Convert every line of the data below into a JSON list of strings, one string per line, leaving out blank lines.
## START
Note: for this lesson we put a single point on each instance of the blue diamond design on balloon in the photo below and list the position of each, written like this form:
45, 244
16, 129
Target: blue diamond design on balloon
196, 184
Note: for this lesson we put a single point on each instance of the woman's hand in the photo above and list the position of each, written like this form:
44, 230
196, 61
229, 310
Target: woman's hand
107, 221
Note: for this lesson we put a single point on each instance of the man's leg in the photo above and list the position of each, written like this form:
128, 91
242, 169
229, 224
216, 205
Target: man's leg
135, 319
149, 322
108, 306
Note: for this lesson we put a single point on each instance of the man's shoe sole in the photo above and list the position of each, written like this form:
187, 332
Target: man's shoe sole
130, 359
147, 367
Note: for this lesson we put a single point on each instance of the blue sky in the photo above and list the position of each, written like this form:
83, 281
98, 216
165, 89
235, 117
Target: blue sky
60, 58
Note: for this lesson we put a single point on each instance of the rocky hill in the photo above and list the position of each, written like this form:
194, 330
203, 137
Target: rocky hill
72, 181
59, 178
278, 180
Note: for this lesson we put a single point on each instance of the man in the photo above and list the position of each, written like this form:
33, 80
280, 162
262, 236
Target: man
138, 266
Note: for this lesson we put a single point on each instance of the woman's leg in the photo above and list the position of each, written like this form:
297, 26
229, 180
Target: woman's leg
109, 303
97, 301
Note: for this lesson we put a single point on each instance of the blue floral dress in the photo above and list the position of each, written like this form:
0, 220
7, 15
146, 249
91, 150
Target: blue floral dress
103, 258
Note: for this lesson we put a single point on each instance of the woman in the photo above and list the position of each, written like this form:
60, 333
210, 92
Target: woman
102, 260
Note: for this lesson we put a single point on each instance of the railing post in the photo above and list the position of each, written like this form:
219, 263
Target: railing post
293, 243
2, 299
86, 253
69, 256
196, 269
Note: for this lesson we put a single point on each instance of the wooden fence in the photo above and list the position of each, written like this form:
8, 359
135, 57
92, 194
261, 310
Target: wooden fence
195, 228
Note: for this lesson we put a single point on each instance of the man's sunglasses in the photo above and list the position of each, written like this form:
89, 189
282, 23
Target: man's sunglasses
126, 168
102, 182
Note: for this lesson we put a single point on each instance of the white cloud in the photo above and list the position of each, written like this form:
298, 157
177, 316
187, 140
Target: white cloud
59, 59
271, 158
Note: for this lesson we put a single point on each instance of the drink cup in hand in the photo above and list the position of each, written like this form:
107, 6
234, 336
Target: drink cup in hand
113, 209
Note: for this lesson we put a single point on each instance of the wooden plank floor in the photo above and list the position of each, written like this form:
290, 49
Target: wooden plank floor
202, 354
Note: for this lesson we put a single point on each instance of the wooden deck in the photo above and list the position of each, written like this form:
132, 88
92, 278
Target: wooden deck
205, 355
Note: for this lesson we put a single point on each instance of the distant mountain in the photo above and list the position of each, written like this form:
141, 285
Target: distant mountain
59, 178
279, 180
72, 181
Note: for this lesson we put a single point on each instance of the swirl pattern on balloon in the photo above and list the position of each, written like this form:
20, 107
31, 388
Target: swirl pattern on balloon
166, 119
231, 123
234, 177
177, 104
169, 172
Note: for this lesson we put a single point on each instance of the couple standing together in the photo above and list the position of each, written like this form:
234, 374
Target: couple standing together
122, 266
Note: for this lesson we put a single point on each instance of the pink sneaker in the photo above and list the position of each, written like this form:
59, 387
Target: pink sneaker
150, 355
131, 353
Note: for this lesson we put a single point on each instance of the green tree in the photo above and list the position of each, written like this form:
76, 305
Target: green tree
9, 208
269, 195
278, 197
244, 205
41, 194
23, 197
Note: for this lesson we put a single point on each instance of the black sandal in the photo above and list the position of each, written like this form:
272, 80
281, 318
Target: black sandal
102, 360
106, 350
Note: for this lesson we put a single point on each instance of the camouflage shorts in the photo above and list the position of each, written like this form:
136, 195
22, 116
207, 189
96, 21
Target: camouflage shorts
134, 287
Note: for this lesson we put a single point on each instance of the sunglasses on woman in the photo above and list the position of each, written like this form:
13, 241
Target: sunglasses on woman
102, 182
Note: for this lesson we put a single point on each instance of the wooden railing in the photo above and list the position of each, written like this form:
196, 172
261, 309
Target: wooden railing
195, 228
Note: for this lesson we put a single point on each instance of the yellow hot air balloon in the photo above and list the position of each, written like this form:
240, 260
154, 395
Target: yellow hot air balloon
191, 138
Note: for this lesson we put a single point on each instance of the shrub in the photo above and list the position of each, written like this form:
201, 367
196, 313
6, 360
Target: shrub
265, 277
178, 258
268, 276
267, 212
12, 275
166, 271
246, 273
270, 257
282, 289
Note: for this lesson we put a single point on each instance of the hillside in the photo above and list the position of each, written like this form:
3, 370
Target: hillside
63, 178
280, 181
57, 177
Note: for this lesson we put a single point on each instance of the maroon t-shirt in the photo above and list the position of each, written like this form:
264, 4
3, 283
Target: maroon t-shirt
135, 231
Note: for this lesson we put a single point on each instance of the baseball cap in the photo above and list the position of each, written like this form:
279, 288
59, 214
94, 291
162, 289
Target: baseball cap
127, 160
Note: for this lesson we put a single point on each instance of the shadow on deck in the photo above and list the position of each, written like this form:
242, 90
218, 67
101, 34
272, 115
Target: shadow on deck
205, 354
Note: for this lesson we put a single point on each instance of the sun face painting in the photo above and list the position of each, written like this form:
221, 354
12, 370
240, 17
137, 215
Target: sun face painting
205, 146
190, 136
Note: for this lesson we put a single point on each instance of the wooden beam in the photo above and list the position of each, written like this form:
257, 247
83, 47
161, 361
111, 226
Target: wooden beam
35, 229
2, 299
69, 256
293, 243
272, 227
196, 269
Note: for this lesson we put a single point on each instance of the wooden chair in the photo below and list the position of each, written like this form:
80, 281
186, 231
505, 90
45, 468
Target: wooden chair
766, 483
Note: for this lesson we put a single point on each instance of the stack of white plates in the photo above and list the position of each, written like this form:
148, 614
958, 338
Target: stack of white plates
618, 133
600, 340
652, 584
## END
### [Response for this exercise]
[
  "Note: for this lesson we put a single point on each instance of the blue diamond design on balloon in the photo below and list the position of each, written like this form:",
  "45, 244",
  "16, 129",
  "Target: blue diamond design on balloon",
  "196, 184",
  "Note: for this lesson we put a single point on each instance of the woman's hand in the photo above and list the position of each, written like this form:",
  "44, 230",
  "196, 61",
  "229, 310",
  "Target: woman's hand",
  "107, 221",
  "Note: for this lesson we put a single point on each instance of the man's leg in the photo above and list the position of each, written like this form:",
  "128, 91",
  "242, 169",
  "229, 224",
  "216, 205",
  "Target: man's leg",
  "135, 319",
  "149, 322",
  "108, 306",
  "Note: for this lesson we put a single point on each instance of the man's shoe sole in the photo above and list the position of each, written like this form:",
  "187, 332",
  "Target: man's shoe sole",
  "130, 359",
  "147, 367",
  "Note: for this lesson we put a single point on each instance of the blue sky in the photo above and list the position of each, written like this form:",
  "83, 281",
  "98, 216",
  "165, 89",
  "235, 117",
  "Target: blue sky",
  "60, 58",
  "Note: for this lesson we put a single point on each instance of the rocky hill in the photo above and list the position of each, written like this form:",
  "194, 330",
  "203, 137",
  "Target: rocky hill",
  "72, 181",
  "59, 178",
  "278, 180",
  "Note: for this lesson we put a single point on each instance of the man in the photo above and list the position of each, written like this form:",
  "33, 80",
  "280, 162",
  "262, 236",
  "Target: man",
  "138, 266",
  "Note: for this lesson we put a single point on each instance of the woman's leg in the photo above and list the position of each, written like this form:",
  "297, 26",
  "229, 180",
  "Target: woman's leg",
  "109, 303",
  "97, 301",
  "Note: for this lesson we put a single point on each instance of the blue floral dress in the photo above and list the position of each, written like this form:",
  "0, 220",
  "7, 15",
  "146, 249",
  "91, 150",
  "Target: blue floral dress",
  "103, 258",
  "Note: for this lesson we put a single point on each instance of the woman in the photo above and list the position of each, written like this form:",
  "60, 333",
  "210, 92",
  "Target: woman",
  "102, 260",
  "Note: for this lesson we put a single point on each instance of the railing post in the photo above and list the position of each, written like this form:",
  "219, 263",
  "Target: railing post",
  "293, 243",
  "2, 299",
  "86, 253",
  "69, 256",
  "196, 269",
  "Note: for this lesson we put a single point on each instance of the wooden fence in the photo above and list the position of each, written like this form:",
  "8, 359",
  "135, 57",
  "92, 194",
  "261, 310",
  "Target: wooden fence",
  "195, 228",
  "Note: for this lesson we put a single point on each instance of the man's sunglasses in the photo above and list the position of each, written like this form:",
  "89, 189",
  "282, 23",
  "Target: man's sunglasses",
  "126, 168",
  "102, 182",
  "Note: for this lesson we put a single point on each instance of the white cloud in the photo above and list the position of each, written like this form:",
  "298, 157",
  "177, 316",
  "187, 140",
  "Target: white cloud",
  "59, 59",
  "271, 158",
  "Note: for this lesson we put a single point on each instance of the drink cup in hand in the photo above and list the position of each, written like this form:",
  "107, 6",
  "234, 336",
  "Target: drink cup in hand",
  "113, 209",
  "Note: for this lesson we put a single point on each instance of the wooden plank floor in the photo above and list the position of each, written like this form:",
  "290, 49",
  "Target: wooden plank floor",
  "202, 354",
  "Note: for this lesson we put a single point on each instance of the wooden deck in the photo above and list the position of each, written like this form:",
  "132, 88",
  "92, 278",
  "Target: wooden deck",
  "205, 355",
  "Note: for this lesson we put a single point on each instance of the distant mountain in the photo above and list the position of each, written like this form:",
  "141, 285",
  "Target: distant mountain",
  "59, 178",
  "279, 180",
  "72, 181",
  "Note: for this lesson we put a single point on each instance of the swirl pattern on balloon in the photo above and list the position of each, written like this form:",
  "20, 107",
  "31, 388",
  "Target: swirl pattern on balloon",
  "166, 119",
  "231, 123",
  "234, 177",
  "177, 104",
  "169, 172",
  "Note: for this lesson we put a single point on each instance of the couple standing together in the photo above and list the position of each, written like this form:",
  "234, 374",
  "Target: couple standing together",
  "122, 266",
  "Note: for this lesson we put a single point on each instance of the pink sneaker in the photo above and list the position of each, written like this form:",
  "59, 387",
  "Target: pink sneaker",
  "150, 355",
  "131, 353",
  "Note: for this lesson we put a single point on each instance of the green tree in the photo above and list the position of each, written like this form:",
  "76, 305",
  "Target: green tree",
  "9, 208",
  "269, 195",
  "278, 197",
  "244, 205",
  "41, 194",
  "23, 197",
  "Note: for this lesson we put a single point on each instance of the black sandal in the photo above and list the position of each, written like this form:",
  "272, 80",
  "281, 318",
  "Target: black sandal",
  "102, 360",
  "106, 350",
  "Note: for this lesson we put a single point on each instance of the camouflage shorts in the photo above and list the position of each, written like this form:",
  "136, 195",
  "22, 116",
  "207, 189",
  "96, 21",
  "Target: camouflage shorts",
  "134, 287",
  "Note: for this lesson we put a single point on each instance of the sunglasses on woman in the photo above and list the position of each, written like this form:",
  "13, 241",
  "Target: sunglasses on woman",
  "102, 182",
  "Note: for this lesson we put a single point on each instance of the wooden railing in the photo above and list the position of each, written like this form:",
  "196, 172",
  "261, 309",
  "Target: wooden railing",
  "195, 228",
  "Note: for this lesson we put a single point on each instance of the yellow hot air balloon in the photo above and list the position of each, written like this form:",
  "240, 260",
  "154, 395",
  "Target: yellow hot air balloon",
  "191, 138",
  "Note: for this lesson we put a single point on each instance of the shrub in the photo above and list the position of each, written like this form:",
  "201, 367",
  "196, 313",
  "6, 360",
  "Target: shrub",
  "265, 277",
  "178, 258",
  "268, 276",
  "267, 212",
  "12, 275",
  "166, 271",
  "246, 273",
  "270, 257",
  "282, 289",
  "Note: for this lesson we put a single point on each instance of the hillside in the photo above and list the position of each, written like this form:",
  "3, 370",
  "Target: hillside",
  "63, 178",
  "280, 181",
  "57, 177",
  "Note: for this lesson we put a single point on each instance of the maroon t-shirt in the photo above and list the position of each, written like this form:",
  "264, 4",
  "3, 283",
  "Target: maroon t-shirt",
  "135, 231",
  "Note: for this lesson we put a single point on each instance of the baseball cap in the photo above and list the position of each, written like this form:",
  "279, 288",
  "59, 214",
  "94, 291",
  "162, 289",
  "Target: baseball cap",
  "127, 160",
  "Note: for this lesson we put a single point on each instance of the shadow on deck in the photo above and list the position of each, written like this form:",
  "242, 90",
  "218, 67",
  "101, 34",
  "272, 115",
  "Target: shadow on deck",
  "205, 354",
  "Note: for this lesson we put a single point on each instance of the sun face painting in the photo above and list the position of each, written like this form:",
  "221, 354",
  "12, 370",
  "240, 17",
  "137, 215",
  "Target: sun face painting",
  "205, 146",
  "190, 136",
  "Note: for this lesson we put a single point on each instance of the wooden beam in the photo above and list the position of each, written like this form:",
  "257, 247",
  "83, 47",
  "161, 361",
  "111, 226",
  "Target: wooden beam",
  "35, 229",
  "2, 299",
  "69, 256",
  "293, 243",
  "272, 227",
  "196, 269",
  "Note: for this lesson we put a single point on each instance of the wooden chair in the photo below and list the position of each, written like this form:",
  "80, 281",
  "186, 231",
  "505, 90",
  "45, 468",
  "Target: wooden chair",
  "766, 483",
  "Note: for this lesson we put a single point on each instance of the stack of white plates in the photo above and list the position of each, written like this form:",
  "148, 614",
  "958, 338",
  "Target: stack of white plates",
  "618, 133",
  "600, 340",
  "652, 584"
]